_TRECHO DO DOCUMENTO_:

────────────────────────────────────────

Qual é o pecado mais denunciado e confessado pelos bispos em Puebla? Sem ser o único pecado que se menciona, achamos que se pode afirmar que o conjunto dos documentos, as ênfases na promoção humana como dimensão evangelizadora, os compromissos e opções pastorais propostos, centralizam-se em torno do pecado da injustiça. Em que consiste esse pecado? Qual é a sua gravidade específica em nosso continente?

 

Como se manifesta o pecado da injustiça?

 

            A análise da realidade em Puebla ultrapassa o problema estritamente econômico-social. Na realidade se vai mais longe ao se afirmar que sua raiz no pecado, um pecado de injustiça que se encarna nas estruturas da sociedade.

 

  • Brecha crescente entre ricos e pobres

Os bispos constatam uma “brecha crescente entre ricos e pobres” (DP 28), que é produzida pela “apropriação, por uma minoria privilegiada, de grande parte da riqueza, assim como dos benefícios criados pela ciência e cultura” (DP 1208). Ao lado temos “a pobreza de uma grande maioria, com a consciência de sua exclusão e do bloqueio de suas crescentes aspirações de justiça e participação” (1208); tal situação contradiz uma das mais claras aspirações de nossos povos: “que reduza a brecha entre o luxo desmedido e a indigência” (133). Os bispos fazem eco e pedem “que não se alarguem as distâncias” (Mensagem 3n).

Tais fatos são evidentes e inegáveis: “Ninguém pode negar a concentração da propriedade empresarial, rural e urbana em mãos de poucos… a concentração do poder pelas tecnocracias civis e militares…” (DP 1263), tem “aumentado a marginalização de grande parte da sociedade e a exploração dos pobres” 1260), “de Medellín para cá a situação se agravou na maioria de nossos países” (DP 487).

────────────────────────────────────────

_MATERIAL FORNECIDO_:

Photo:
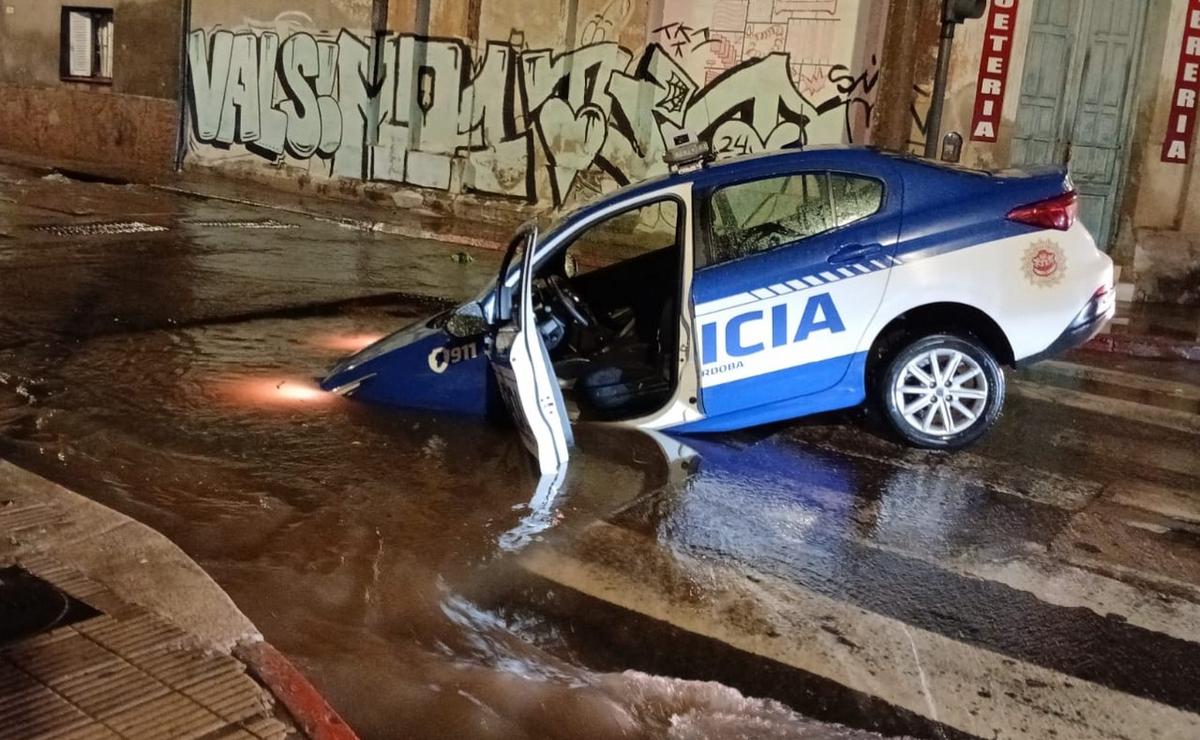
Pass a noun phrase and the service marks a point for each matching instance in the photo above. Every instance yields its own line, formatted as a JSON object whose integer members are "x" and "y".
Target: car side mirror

────────────────────────────────────────

_ENUNCIADO_:
Com base no trecho sobre o pecado da injustiça, responda:
1. Em torno de qual pecado se centralizam o conjunto dos documentos e os compromissos pastorais de Puebla?
2. Segundo DP 1208, o que produz a brecha crescente entre ricos e pobres?
3. De acordo com DP 487, o que ocorreu com a situação na maioria dos países desde Medellín?

_RESPOSTA_:
1. Em torno do pecado da injustiça.
2. A apropriação, por uma minoria privilegiada, de grande parte da riqueza e dos benefícios criados pela ciência e pela cultura.
3. A situação se agravou.